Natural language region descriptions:
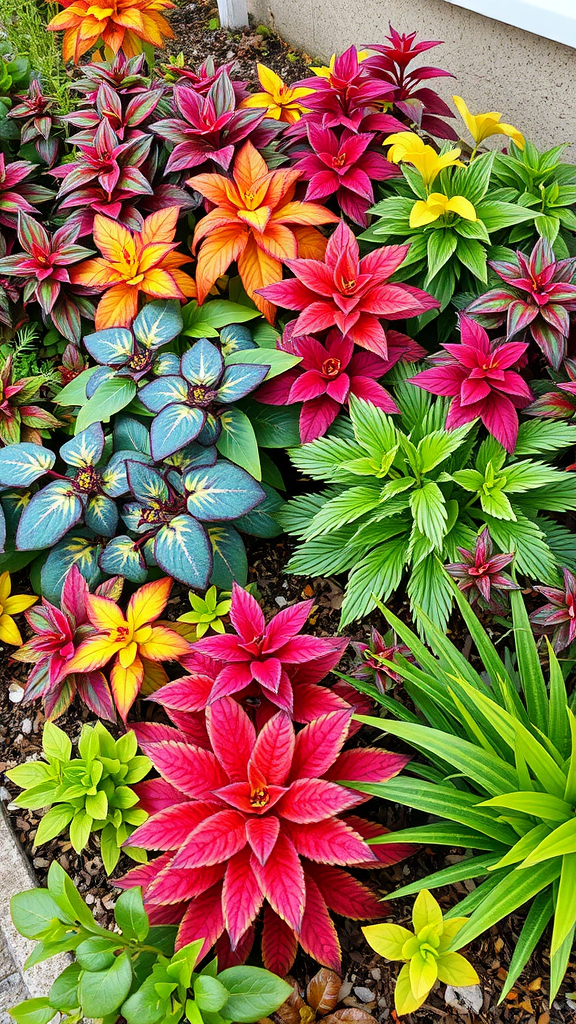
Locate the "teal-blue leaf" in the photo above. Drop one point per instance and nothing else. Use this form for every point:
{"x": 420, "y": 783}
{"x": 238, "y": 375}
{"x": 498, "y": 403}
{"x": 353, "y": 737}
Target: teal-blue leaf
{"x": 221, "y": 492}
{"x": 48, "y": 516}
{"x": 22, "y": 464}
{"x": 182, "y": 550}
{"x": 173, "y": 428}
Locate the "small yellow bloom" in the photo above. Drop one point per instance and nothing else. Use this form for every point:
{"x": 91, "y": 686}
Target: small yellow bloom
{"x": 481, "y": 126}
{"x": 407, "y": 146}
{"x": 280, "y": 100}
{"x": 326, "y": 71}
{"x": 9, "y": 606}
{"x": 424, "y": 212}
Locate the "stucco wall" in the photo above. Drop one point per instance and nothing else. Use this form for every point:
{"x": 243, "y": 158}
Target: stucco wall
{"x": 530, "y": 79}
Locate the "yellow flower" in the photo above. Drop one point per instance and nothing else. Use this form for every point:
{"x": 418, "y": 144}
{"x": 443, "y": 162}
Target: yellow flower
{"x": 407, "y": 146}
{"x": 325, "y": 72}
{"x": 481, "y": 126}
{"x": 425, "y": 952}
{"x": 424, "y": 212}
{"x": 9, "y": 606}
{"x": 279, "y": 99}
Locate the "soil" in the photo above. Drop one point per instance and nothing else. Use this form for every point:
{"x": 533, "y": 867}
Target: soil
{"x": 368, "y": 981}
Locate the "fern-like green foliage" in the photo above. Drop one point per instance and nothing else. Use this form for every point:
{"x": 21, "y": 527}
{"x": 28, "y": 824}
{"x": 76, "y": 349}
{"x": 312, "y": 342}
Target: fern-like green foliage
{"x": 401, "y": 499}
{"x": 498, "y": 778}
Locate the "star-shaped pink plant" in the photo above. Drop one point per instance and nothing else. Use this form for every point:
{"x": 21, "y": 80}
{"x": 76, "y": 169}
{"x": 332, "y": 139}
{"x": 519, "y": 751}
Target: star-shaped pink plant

...

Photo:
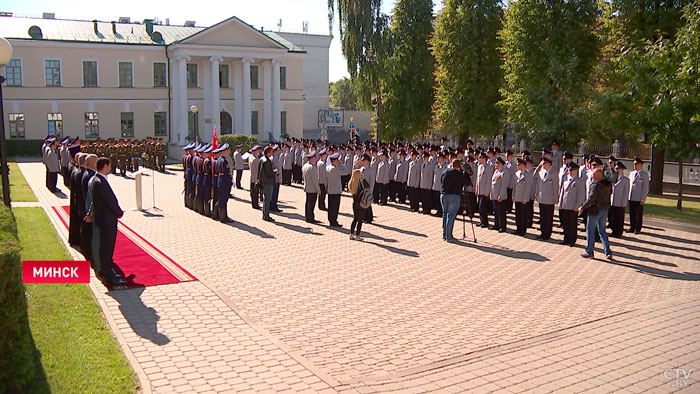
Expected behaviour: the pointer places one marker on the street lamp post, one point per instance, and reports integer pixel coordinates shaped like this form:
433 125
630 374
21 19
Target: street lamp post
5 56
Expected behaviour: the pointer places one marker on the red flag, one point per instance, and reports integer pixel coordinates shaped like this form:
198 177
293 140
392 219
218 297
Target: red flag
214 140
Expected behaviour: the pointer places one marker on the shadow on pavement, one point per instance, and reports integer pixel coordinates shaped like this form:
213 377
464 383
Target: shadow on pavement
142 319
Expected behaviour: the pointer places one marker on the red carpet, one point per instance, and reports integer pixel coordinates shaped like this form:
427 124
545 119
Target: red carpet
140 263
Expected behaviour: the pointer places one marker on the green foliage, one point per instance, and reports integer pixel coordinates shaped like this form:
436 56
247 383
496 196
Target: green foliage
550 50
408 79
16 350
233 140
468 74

_EXERCISE DESCRIPTION_
Going line by line through the entries above, count each line that has the word "plant", then state the count alone.

_WRITTEN ANSWER_
2